EXERCISE: List every line of the records that contains the string "jacket", treating uppercase and lowercase as different.

Extracted records
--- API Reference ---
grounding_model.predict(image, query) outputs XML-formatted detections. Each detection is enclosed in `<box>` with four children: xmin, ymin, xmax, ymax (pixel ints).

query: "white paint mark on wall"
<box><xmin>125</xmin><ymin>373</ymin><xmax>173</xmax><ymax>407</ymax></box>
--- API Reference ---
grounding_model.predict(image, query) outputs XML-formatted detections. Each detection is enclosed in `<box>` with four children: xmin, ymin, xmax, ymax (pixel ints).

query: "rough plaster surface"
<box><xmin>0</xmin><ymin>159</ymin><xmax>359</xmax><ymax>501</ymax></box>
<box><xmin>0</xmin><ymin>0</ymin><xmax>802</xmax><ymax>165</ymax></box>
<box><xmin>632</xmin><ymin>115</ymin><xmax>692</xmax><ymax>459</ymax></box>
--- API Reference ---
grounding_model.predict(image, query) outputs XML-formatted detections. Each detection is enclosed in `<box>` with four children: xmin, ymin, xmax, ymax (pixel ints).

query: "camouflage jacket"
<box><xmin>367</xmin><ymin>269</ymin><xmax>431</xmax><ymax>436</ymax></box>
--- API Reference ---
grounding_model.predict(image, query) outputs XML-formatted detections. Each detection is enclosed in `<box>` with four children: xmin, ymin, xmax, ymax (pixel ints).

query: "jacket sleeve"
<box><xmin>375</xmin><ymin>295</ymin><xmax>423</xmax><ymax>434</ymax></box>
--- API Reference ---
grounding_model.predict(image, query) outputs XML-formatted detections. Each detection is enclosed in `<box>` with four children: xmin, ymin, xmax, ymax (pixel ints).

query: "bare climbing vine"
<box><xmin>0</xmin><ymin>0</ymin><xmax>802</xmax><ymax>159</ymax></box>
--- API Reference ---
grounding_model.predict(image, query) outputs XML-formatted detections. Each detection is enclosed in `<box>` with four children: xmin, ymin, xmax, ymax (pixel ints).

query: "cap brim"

RESULT:
query: "camouflage jacket"
query: "jacket sleeve"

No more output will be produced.